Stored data
________
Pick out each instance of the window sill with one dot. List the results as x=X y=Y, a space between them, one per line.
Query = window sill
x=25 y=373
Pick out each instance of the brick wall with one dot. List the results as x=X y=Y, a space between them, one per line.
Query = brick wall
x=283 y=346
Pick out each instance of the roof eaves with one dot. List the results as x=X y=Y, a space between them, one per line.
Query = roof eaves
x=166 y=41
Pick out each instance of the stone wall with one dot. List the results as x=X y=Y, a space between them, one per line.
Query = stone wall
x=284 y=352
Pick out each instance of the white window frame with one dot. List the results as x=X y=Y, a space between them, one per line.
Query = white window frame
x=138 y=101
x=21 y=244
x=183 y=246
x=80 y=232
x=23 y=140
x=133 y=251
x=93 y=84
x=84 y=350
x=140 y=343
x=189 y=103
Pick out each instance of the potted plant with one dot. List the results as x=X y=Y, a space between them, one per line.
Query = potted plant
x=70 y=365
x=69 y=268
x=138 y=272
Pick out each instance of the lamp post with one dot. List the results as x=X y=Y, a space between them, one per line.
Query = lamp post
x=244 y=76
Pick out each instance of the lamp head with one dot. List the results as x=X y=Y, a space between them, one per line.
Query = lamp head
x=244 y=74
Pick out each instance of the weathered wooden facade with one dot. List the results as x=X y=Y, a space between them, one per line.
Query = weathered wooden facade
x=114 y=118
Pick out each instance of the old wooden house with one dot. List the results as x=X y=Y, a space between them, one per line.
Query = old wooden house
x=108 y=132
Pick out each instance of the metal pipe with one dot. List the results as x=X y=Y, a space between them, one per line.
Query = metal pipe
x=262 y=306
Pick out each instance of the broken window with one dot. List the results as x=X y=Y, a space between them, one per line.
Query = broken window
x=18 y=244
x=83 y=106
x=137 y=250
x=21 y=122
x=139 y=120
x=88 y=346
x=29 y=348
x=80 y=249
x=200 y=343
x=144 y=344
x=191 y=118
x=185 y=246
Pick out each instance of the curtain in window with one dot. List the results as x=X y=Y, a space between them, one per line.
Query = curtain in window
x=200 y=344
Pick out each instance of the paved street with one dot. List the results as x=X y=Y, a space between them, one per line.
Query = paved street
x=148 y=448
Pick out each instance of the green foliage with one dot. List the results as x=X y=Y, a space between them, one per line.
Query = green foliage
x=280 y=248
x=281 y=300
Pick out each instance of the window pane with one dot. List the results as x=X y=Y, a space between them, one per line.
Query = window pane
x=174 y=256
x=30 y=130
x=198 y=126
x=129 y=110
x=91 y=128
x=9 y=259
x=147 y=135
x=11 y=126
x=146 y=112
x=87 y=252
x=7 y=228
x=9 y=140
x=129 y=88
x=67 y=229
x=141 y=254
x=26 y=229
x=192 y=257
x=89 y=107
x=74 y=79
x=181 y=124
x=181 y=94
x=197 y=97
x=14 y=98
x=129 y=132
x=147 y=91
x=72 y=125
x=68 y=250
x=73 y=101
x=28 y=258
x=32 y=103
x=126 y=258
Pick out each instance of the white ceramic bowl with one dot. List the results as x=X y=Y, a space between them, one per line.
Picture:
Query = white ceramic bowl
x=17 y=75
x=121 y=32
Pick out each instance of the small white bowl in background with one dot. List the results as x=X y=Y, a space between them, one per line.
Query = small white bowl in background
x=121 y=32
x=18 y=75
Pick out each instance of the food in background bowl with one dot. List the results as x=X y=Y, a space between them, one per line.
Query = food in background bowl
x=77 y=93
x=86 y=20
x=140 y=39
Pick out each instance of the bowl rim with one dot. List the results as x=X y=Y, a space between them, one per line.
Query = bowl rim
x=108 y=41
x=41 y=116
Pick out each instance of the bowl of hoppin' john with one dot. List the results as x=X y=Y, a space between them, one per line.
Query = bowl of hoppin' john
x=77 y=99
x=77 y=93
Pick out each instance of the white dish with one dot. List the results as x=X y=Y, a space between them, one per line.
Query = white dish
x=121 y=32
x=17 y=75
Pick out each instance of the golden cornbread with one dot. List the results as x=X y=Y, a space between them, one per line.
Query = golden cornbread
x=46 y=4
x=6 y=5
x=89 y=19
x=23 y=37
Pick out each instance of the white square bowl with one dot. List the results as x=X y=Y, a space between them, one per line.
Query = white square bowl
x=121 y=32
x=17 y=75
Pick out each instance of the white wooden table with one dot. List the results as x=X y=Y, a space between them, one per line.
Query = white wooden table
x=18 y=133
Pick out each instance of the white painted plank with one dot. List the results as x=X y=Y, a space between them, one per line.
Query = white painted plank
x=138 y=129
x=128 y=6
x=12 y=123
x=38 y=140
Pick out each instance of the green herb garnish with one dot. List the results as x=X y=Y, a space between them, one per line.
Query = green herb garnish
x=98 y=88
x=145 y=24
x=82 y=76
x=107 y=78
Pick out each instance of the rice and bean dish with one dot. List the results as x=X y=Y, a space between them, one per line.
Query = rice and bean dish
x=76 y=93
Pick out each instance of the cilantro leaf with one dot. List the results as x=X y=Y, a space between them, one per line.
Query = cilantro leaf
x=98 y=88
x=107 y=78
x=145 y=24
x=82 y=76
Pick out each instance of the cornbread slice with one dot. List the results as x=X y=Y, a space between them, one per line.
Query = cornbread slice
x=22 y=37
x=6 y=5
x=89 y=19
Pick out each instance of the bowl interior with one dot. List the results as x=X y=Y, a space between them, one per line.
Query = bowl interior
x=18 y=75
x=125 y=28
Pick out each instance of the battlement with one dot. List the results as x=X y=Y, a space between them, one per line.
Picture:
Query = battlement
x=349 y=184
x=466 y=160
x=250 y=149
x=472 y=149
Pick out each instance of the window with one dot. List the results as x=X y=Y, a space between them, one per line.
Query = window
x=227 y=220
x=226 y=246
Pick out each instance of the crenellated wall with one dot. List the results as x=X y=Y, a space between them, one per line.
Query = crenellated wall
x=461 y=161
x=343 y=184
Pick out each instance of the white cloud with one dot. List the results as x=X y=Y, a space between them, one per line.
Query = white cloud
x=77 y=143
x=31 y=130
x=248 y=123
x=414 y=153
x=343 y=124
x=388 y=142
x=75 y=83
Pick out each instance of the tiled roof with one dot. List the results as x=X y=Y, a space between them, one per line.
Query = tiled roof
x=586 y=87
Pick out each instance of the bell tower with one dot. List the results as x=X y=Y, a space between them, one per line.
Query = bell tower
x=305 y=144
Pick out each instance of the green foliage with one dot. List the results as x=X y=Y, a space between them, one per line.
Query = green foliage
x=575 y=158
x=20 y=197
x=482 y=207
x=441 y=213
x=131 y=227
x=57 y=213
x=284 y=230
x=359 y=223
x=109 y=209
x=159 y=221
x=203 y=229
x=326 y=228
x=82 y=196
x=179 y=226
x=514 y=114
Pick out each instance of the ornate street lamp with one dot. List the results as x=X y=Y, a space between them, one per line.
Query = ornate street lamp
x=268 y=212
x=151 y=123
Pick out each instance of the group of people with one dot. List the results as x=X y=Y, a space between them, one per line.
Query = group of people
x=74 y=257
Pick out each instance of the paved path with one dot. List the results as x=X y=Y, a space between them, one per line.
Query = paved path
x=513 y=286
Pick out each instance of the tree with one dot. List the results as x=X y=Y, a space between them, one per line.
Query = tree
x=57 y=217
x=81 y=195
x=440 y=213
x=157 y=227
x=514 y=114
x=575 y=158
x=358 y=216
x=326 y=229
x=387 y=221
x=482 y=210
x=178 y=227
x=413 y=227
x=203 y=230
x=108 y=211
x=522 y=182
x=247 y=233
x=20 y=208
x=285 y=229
________
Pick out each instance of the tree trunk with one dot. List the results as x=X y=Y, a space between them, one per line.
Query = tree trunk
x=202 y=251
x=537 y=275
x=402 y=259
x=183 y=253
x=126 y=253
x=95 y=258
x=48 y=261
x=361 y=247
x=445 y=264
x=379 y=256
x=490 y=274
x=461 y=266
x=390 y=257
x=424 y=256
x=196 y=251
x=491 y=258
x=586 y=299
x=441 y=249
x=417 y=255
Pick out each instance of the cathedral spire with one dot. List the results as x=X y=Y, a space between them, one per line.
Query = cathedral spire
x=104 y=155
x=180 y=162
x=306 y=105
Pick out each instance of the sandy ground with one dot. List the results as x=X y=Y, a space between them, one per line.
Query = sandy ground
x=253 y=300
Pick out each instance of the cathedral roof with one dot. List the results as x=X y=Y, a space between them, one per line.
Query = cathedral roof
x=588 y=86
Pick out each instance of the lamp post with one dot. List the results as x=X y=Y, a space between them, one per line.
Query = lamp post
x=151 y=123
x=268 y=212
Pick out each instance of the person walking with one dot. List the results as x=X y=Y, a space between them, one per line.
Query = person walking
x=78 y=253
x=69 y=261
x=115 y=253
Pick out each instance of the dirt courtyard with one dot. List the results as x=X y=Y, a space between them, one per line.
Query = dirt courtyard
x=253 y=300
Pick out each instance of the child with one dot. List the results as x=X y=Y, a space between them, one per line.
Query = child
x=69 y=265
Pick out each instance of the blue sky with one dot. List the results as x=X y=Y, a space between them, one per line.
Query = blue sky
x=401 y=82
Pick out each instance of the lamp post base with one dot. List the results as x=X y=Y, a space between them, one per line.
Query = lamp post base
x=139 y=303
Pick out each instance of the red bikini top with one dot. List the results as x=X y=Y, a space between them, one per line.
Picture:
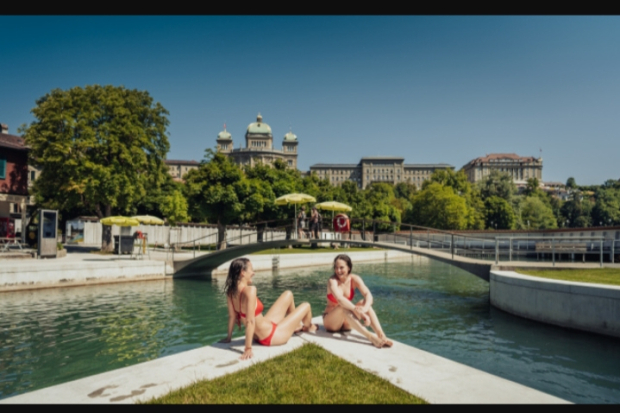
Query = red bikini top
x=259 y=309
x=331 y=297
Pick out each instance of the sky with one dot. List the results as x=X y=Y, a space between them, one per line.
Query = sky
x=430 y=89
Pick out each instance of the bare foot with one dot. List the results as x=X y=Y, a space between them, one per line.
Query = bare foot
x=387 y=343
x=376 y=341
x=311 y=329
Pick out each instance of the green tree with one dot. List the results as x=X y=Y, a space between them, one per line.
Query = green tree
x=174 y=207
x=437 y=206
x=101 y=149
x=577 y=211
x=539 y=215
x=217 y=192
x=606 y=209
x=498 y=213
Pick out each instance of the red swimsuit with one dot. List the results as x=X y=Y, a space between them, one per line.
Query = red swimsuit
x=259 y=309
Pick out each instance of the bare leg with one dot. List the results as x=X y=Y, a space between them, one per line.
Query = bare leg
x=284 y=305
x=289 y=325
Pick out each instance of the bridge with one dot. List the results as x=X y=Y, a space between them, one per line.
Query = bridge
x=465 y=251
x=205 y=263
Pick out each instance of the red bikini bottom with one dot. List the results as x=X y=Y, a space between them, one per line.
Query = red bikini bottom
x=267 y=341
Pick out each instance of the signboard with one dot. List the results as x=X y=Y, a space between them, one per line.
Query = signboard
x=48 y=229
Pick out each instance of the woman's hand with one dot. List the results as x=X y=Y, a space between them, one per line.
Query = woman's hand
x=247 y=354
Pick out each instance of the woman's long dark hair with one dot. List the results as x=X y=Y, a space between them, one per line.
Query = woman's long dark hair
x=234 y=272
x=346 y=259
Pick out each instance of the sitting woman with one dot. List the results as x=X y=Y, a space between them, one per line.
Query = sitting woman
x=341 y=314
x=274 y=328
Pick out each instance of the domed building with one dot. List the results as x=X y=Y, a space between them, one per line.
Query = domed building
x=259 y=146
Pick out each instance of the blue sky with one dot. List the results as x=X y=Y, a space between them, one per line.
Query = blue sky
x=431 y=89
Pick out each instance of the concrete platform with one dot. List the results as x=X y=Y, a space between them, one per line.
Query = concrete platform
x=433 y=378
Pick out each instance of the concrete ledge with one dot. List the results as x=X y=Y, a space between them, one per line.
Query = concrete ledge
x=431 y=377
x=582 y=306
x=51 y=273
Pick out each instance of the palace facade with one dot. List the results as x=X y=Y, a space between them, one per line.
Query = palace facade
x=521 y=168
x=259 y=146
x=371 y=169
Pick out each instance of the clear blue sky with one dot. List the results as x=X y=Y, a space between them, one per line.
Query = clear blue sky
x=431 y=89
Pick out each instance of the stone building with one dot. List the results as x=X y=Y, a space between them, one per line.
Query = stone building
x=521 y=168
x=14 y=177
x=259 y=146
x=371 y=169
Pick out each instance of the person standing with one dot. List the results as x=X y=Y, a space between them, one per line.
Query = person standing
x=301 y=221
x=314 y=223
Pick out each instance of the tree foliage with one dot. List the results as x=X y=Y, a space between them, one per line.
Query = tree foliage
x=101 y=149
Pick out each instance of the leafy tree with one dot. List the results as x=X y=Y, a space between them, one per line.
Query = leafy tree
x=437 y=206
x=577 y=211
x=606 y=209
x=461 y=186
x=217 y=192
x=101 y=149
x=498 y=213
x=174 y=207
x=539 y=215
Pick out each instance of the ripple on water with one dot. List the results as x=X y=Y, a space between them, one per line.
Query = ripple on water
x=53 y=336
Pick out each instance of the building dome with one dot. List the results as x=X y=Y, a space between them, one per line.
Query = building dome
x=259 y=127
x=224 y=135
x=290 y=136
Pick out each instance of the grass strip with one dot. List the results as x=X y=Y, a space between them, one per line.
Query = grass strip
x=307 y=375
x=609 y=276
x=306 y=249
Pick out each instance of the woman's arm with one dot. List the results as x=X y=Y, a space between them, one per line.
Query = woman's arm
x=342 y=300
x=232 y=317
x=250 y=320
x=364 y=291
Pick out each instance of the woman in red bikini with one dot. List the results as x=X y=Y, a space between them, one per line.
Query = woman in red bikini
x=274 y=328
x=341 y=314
________
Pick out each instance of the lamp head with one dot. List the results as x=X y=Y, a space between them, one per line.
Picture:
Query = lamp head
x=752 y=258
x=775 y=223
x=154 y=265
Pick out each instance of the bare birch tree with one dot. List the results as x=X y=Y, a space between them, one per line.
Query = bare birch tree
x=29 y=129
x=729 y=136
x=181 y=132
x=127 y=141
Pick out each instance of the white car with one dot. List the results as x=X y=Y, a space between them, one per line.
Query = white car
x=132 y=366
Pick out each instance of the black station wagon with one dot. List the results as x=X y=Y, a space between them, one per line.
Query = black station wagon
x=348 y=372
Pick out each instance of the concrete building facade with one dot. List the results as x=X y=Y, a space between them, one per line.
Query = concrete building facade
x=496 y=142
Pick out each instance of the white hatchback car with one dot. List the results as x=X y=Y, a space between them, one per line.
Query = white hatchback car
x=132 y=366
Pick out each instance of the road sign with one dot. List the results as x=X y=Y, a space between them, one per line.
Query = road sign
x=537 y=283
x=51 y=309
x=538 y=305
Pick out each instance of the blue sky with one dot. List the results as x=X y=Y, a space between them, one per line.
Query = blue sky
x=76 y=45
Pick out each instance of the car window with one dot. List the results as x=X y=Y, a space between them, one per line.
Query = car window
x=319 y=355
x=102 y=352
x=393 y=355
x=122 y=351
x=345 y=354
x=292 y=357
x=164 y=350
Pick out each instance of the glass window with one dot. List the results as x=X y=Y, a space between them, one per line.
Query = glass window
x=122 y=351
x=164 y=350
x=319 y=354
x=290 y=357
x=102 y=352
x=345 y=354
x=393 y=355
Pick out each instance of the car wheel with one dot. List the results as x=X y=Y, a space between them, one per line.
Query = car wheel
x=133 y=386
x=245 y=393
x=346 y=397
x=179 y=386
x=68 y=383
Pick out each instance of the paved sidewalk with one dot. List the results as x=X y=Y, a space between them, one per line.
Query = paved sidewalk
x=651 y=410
________
What to produce: Count the lines in the data above that contain the string "herb". Give only the number.

Complete output: 2